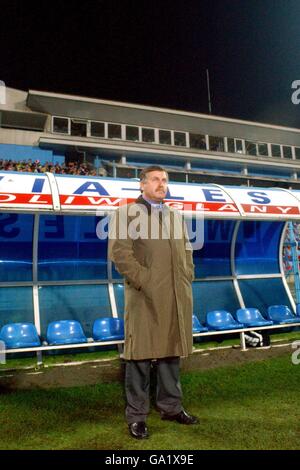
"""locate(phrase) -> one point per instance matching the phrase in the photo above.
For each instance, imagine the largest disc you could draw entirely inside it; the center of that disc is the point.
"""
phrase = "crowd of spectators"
(71, 168)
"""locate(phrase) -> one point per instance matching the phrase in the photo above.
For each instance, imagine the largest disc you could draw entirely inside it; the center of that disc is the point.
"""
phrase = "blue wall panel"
(261, 293)
(69, 249)
(257, 247)
(16, 234)
(214, 258)
(16, 305)
(82, 303)
(213, 295)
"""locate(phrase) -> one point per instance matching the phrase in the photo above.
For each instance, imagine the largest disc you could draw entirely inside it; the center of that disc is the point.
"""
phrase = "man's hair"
(148, 169)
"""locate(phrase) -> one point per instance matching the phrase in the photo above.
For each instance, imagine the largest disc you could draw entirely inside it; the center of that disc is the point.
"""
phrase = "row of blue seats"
(24, 335)
(222, 320)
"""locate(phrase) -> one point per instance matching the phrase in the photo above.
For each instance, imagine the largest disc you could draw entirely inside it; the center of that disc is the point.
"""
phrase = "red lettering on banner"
(36, 200)
(29, 199)
(7, 197)
(250, 208)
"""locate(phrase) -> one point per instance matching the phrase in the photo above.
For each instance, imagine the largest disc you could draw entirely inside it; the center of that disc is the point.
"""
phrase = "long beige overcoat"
(158, 273)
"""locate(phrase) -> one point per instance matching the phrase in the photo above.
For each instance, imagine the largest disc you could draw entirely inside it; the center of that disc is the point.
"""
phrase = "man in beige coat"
(150, 248)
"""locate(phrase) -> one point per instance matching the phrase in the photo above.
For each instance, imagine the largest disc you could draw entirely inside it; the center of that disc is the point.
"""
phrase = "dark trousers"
(137, 388)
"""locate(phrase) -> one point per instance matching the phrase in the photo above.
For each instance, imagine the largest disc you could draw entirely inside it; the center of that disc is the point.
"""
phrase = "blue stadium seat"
(221, 320)
(251, 317)
(108, 329)
(281, 314)
(65, 332)
(19, 335)
(197, 326)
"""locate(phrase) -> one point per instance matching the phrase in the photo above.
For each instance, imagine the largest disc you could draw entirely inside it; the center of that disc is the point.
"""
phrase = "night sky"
(156, 53)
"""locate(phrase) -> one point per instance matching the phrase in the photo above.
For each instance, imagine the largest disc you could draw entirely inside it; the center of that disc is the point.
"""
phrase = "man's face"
(155, 185)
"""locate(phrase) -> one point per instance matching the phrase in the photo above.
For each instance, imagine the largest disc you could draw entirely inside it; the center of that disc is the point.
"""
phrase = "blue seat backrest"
(65, 332)
(244, 315)
(108, 328)
(20, 335)
(280, 312)
(219, 317)
(197, 326)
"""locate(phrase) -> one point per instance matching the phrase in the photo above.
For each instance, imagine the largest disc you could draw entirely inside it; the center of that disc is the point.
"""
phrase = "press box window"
(197, 141)
(263, 149)
(114, 131)
(297, 153)
(97, 129)
(78, 128)
(164, 137)
(148, 135)
(287, 151)
(61, 125)
(132, 133)
(234, 145)
(251, 148)
(216, 144)
(275, 149)
(180, 139)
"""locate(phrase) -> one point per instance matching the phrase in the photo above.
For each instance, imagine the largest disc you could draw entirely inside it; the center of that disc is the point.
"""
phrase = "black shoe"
(182, 418)
(138, 430)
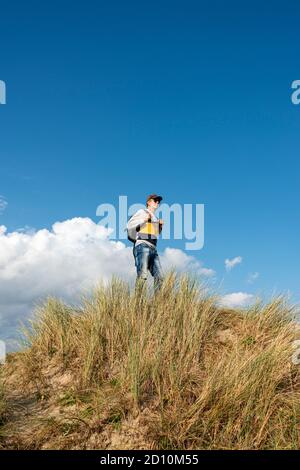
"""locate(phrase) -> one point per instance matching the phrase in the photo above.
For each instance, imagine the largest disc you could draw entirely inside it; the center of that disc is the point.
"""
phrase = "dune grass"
(200, 376)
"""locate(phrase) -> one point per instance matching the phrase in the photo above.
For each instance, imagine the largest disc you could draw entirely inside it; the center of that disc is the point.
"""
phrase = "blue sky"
(189, 99)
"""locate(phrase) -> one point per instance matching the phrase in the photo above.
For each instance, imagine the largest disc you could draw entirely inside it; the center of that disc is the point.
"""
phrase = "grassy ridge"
(195, 375)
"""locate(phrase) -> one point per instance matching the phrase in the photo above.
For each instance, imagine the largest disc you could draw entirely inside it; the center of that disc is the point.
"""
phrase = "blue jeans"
(147, 258)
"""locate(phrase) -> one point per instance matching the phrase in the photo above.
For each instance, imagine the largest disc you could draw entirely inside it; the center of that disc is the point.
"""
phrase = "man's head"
(153, 201)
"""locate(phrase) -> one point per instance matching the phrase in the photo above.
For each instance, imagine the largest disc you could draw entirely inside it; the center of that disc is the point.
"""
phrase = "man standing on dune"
(143, 230)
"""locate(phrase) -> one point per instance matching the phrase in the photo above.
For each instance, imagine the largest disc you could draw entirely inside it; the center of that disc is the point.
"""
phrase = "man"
(147, 228)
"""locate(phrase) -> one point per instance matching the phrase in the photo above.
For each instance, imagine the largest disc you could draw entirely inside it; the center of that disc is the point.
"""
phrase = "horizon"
(198, 102)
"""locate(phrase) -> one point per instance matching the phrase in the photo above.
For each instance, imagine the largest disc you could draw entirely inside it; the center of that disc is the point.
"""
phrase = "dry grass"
(181, 371)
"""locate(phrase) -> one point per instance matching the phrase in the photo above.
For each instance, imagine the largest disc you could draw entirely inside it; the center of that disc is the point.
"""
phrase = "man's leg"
(141, 254)
(156, 270)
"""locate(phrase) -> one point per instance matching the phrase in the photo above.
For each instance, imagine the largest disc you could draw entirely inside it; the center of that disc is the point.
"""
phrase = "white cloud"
(178, 259)
(230, 263)
(252, 277)
(3, 204)
(236, 299)
(65, 261)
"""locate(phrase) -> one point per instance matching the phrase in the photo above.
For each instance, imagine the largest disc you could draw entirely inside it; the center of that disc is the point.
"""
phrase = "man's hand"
(148, 217)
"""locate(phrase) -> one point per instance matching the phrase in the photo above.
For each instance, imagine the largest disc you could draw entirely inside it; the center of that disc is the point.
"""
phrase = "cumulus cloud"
(236, 299)
(66, 261)
(230, 263)
(179, 260)
(3, 204)
(252, 277)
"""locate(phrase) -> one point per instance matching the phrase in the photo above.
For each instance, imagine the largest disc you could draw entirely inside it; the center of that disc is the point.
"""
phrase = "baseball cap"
(155, 197)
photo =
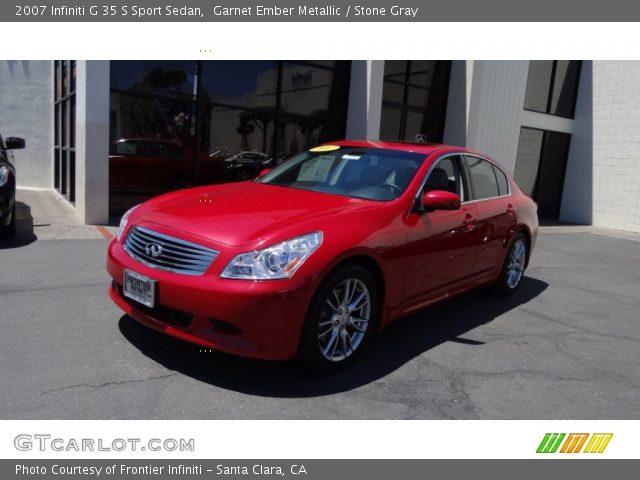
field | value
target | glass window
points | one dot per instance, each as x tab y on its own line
540	167
446	175
483	181
248	84
414	99
154	77
528	159
223	120
552	86
375	174
64	118
565	86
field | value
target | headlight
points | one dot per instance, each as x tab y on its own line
275	262
4	175
123	222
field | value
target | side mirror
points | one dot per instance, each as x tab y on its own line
14	143
440	200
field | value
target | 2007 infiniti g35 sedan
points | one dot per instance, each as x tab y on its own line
313	257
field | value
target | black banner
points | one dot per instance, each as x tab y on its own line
319	11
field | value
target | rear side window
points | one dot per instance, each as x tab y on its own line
503	183
482	177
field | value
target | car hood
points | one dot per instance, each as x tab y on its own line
248	212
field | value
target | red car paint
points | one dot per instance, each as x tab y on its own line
417	258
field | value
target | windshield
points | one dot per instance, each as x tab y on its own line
370	173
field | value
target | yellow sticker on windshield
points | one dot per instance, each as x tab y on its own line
325	148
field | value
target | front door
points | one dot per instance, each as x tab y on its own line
441	244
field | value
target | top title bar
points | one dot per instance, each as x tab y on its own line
320	11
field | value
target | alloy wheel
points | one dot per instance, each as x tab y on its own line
515	264
344	321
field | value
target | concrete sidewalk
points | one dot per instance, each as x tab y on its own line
45	215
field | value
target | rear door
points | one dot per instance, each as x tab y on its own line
495	213
441	245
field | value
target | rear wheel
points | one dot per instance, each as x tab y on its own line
341	319
514	265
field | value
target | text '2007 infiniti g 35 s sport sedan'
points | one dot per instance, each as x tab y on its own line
313	257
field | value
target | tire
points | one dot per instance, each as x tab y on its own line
9	231
514	266
332	335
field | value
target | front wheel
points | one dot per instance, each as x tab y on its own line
340	320
514	265
9	231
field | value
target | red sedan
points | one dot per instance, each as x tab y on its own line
313	257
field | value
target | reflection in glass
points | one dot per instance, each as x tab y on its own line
154	77
552	86
528	159
414	99
227	119
248	84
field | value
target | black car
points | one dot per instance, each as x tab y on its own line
246	165
8	186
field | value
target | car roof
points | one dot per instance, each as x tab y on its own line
425	148
422	148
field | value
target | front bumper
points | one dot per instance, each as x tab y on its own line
252	319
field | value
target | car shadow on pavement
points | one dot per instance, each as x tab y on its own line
24	229
393	347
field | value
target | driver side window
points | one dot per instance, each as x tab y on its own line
446	175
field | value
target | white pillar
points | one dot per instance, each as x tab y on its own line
365	99
92	141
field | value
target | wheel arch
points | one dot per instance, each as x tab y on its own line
369	263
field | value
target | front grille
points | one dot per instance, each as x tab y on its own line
163	252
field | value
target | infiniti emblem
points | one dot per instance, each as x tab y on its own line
153	250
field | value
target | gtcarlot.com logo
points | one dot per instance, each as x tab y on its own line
574	443
44	442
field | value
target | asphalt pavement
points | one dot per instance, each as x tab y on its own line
565	346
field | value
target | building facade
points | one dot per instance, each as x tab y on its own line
107	135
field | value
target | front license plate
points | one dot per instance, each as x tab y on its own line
140	288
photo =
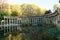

Requirement = Return the lines of the listing where the string "infiniti" appears.

Result below =
target | 2007 infiniti g35 sedan
target | text '2007 infiniti g 35 s sport sedan'
target | infiniti emblem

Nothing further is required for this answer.